What to work on
Quote all of the data exactly as given. Skip every picture it contains.

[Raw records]
☆ ☆ ☆
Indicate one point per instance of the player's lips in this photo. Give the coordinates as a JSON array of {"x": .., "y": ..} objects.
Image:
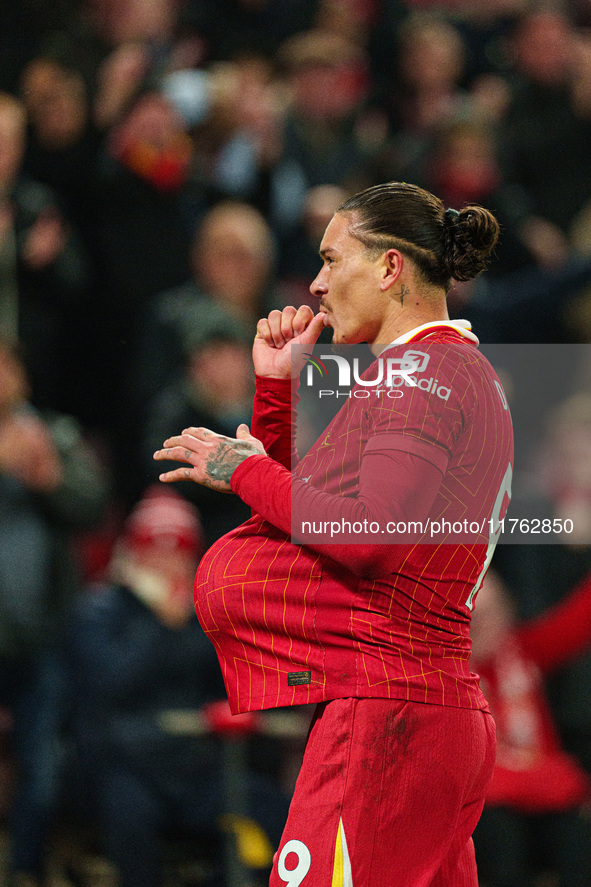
[{"x": 324, "y": 310}]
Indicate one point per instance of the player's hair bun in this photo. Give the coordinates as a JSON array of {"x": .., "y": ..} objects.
[{"x": 469, "y": 237}]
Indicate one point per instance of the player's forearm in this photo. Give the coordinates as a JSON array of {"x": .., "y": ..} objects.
[{"x": 274, "y": 418}]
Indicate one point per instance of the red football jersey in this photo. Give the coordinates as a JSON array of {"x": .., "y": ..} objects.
[{"x": 300, "y": 623}]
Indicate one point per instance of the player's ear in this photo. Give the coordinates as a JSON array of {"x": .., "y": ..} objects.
[{"x": 392, "y": 265}]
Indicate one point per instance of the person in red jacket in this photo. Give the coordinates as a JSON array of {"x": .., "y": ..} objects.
[
  {"x": 537, "y": 787},
  {"x": 401, "y": 748}
]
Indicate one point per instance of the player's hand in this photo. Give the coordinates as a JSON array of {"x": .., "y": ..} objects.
[
  {"x": 208, "y": 458},
  {"x": 272, "y": 352}
]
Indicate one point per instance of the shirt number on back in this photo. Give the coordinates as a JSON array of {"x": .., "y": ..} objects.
[{"x": 293, "y": 877}]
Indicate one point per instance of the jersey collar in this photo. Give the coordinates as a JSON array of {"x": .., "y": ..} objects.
[{"x": 463, "y": 327}]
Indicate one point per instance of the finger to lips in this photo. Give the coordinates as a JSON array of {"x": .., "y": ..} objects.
☆ ☆ ☆
Exercise answer
Indicate one point per instance of the player's lips in this photo. Give the coordinates as a JSON array of {"x": .., "y": ..} objects.
Image:
[{"x": 324, "y": 310}]
Indicate one point per instance of the player's hair bun in this photo. Give the coordinates as a JSON array of {"x": .., "y": ..} objects.
[{"x": 469, "y": 237}]
Indicate one point per instance of the player's forearm in this photo. Give the coordinates as a JSON array of {"x": .., "y": ..} objects.
[{"x": 274, "y": 418}]
Indicate one point per instance of the red football jersey in this photo. Give the coordinates as a JSON array of {"x": .., "y": ..} objects.
[{"x": 300, "y": 623}]
Indicate one point per instance of the player's ear in this photo. Give the coordinates as a JSON array of {"x": .., "y": ..} objects.
[{"x": 392, "y": 265}]
Indicate one point per instance of the person in red jacket in this photo. Give the coordinates as a JSON array of {"x": .., "y": ..} objects.
[
  {"x": 537, "y": 787},
  {"x": 401, "y": 748}
]
Indicate one point per instance of the player's hand in this photo. Give the coordinates as a JSON array of {"x": .., "y": ..} objects.
[
  {"x": 208, "y": 458},
  {"x": 272, "y": 352}
]
Indicate one point per instance of the shirt number on back in this photo. Give the coordinates as a JSON array of {"x": .., "y": ..} objects.
[{"x": 293, "y": 877}]
Indicate one point per instance of the jersey collar in this photo. Give the coordinates as a JSON array of {"x": .., "y": ..} objects.
[{"x": 463, "y": 327}]
Indicate one point per instance of the finger to lips in this photo. Give the coordinates as a JSON array of {"x": .., "y": ..} objects.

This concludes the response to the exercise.